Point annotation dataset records
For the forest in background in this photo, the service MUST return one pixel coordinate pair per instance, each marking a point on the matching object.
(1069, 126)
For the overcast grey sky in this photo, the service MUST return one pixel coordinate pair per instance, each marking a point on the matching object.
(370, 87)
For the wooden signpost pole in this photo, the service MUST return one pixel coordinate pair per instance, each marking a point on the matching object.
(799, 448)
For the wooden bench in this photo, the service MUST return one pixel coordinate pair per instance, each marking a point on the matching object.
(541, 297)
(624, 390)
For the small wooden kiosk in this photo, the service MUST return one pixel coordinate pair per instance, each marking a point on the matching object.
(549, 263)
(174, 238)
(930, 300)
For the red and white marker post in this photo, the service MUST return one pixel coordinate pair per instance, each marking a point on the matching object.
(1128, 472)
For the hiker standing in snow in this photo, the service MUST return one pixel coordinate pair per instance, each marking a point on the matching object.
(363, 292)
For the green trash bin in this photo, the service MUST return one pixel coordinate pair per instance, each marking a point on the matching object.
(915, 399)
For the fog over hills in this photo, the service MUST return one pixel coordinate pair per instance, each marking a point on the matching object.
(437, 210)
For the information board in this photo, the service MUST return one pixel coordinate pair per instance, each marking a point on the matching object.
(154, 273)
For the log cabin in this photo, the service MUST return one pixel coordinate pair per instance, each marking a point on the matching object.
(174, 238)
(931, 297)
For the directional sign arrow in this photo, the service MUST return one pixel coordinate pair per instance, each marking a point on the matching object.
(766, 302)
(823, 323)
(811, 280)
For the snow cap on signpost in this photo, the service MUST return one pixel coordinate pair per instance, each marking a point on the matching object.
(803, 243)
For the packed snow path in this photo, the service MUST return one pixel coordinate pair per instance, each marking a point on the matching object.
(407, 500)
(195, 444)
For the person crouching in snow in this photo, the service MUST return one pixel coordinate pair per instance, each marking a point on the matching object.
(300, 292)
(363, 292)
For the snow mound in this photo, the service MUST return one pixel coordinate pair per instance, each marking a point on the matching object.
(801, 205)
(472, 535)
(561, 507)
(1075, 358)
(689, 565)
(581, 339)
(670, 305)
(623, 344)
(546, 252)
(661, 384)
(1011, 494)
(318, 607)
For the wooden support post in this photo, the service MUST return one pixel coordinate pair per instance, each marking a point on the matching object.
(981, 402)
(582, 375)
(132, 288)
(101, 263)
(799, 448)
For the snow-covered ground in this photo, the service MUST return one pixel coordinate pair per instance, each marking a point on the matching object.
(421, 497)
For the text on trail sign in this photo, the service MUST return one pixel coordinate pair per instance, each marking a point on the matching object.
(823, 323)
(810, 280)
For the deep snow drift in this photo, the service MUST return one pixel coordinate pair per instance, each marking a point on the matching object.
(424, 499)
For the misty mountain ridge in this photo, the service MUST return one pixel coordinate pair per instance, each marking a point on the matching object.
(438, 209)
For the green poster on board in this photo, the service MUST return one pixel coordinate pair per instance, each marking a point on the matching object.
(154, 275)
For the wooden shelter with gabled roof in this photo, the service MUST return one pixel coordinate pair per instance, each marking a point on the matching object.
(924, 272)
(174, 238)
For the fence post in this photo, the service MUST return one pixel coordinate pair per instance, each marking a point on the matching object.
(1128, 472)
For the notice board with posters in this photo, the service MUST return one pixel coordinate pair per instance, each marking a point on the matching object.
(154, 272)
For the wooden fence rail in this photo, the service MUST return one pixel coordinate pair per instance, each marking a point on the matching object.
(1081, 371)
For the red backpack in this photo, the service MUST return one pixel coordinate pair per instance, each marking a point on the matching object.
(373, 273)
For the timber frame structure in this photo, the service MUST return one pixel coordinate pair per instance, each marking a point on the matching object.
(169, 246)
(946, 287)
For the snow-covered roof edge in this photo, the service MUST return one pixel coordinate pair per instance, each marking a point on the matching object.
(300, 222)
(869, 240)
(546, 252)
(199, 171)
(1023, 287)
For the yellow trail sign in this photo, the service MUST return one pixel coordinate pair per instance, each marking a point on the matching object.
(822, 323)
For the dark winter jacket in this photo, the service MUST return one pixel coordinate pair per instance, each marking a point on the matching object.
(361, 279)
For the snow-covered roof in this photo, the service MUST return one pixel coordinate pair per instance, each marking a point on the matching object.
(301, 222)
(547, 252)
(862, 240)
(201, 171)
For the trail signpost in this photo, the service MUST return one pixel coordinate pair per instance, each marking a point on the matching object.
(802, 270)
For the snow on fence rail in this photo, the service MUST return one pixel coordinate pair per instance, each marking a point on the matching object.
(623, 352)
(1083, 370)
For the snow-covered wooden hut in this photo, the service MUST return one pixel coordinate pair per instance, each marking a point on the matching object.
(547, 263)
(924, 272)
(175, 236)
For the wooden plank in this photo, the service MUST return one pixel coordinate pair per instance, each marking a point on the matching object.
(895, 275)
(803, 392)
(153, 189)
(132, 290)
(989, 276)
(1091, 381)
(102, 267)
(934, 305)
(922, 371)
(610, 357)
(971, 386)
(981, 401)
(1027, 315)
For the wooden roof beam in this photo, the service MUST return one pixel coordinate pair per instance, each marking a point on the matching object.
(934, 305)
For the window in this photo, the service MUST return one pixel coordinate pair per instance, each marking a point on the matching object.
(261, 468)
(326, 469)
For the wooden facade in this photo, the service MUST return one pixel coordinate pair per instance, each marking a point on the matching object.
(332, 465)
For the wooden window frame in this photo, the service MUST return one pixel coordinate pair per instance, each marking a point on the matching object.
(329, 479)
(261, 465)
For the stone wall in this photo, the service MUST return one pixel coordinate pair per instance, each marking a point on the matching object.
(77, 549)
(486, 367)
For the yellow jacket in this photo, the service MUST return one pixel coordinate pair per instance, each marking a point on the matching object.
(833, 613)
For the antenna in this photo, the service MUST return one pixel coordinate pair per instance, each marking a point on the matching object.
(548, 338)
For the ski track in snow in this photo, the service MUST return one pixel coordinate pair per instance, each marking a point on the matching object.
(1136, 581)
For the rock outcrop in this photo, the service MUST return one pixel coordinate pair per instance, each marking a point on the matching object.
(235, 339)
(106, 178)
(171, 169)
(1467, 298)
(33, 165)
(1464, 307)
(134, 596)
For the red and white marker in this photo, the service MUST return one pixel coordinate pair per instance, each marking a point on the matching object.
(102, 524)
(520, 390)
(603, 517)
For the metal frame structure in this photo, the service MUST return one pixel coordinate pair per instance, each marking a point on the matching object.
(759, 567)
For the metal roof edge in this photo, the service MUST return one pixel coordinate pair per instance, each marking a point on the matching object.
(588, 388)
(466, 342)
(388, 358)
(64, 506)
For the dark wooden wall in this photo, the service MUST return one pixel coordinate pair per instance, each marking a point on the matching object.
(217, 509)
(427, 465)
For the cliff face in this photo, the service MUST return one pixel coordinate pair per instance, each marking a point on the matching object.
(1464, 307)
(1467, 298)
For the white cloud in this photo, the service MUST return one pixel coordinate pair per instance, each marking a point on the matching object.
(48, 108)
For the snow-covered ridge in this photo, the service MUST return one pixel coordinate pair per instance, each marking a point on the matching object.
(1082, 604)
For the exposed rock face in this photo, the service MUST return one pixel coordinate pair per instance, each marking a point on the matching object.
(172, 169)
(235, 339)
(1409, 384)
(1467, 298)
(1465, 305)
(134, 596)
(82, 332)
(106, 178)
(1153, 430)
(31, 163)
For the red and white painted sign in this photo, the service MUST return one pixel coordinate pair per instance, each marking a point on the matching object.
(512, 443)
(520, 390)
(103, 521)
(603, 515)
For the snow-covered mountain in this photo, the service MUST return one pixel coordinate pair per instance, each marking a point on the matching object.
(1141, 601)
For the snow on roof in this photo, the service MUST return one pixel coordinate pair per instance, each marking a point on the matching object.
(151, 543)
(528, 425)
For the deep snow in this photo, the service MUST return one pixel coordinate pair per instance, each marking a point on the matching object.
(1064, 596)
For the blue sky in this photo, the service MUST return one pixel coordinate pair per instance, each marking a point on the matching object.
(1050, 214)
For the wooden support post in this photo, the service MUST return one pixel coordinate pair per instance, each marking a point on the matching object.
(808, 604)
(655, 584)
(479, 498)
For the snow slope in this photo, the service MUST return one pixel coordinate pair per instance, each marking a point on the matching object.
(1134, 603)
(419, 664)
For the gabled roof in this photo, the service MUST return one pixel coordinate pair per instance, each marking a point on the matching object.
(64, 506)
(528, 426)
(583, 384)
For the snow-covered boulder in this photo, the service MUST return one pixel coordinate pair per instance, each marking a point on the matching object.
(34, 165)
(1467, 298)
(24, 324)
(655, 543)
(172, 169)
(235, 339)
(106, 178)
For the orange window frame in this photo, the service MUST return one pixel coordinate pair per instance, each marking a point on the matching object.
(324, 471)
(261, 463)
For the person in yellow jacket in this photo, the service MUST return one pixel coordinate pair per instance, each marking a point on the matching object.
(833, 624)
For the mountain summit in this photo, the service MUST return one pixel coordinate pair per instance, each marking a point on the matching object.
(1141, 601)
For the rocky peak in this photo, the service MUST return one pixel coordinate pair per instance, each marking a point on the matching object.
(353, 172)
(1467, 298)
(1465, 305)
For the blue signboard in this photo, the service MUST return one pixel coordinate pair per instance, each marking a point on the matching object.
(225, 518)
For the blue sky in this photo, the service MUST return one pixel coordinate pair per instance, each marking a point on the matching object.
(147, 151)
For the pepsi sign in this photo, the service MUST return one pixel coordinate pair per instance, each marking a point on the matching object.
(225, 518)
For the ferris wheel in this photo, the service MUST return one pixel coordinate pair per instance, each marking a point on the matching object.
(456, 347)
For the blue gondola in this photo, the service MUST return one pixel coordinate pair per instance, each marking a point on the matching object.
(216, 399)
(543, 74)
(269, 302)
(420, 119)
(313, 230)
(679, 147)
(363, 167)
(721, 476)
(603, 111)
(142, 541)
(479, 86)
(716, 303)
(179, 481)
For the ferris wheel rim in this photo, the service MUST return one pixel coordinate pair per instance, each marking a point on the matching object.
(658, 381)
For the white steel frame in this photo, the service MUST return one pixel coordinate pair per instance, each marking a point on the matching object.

**What to work on**
Take the line with "For the rocky" and all lines after it to the last line, and reproduce them exactly.

**Solution**
For the rocky peak in this photo, the service MUST return one pixel coordinate pair per instance, each marking a point on the matching object.
(353, 172)
(1467, 298)
(1465, 305)
For the blue signboard in this photo, the service MUST return one pixel coordinate pair per instance, each marking a point on the matching object.
(225, 518)
For the blue sky in this photo, the service MUST return one pixel coordinate pair per instance, each marking a point on the matching object.
(147, 151)
For the pepsi sign in this photo, the service MUST return one pixel coordinate pair per instance, each marking a point on the matching object.
(225, 518)
For the ferris wheel in this photo, the service MUST return one pixel coordinate pair per instance, each marking a point on the matching object.
(456, 347)
For the blue gondola in this photo, the service MUST return one pixel coordinate pair per instance, each marking a point on the matching object.
(216, 399)
(543, 74)
(269, 302)
(420, 119)
(313, 230)
(679, 147)
(363, 167)
(721, 476)
(603, 111)
(142, 541)
(479, 86)
(716, 303)
(179, 481)
For the ferris wheel rim in this photo, the service MUST return one pixel coordinate pair per instance, each marking a point on the matching object.
(658, 381)
For the white steel frame in this photo, the service MUST return one pixel coordinate pair per instance, each marking a point on the matching object.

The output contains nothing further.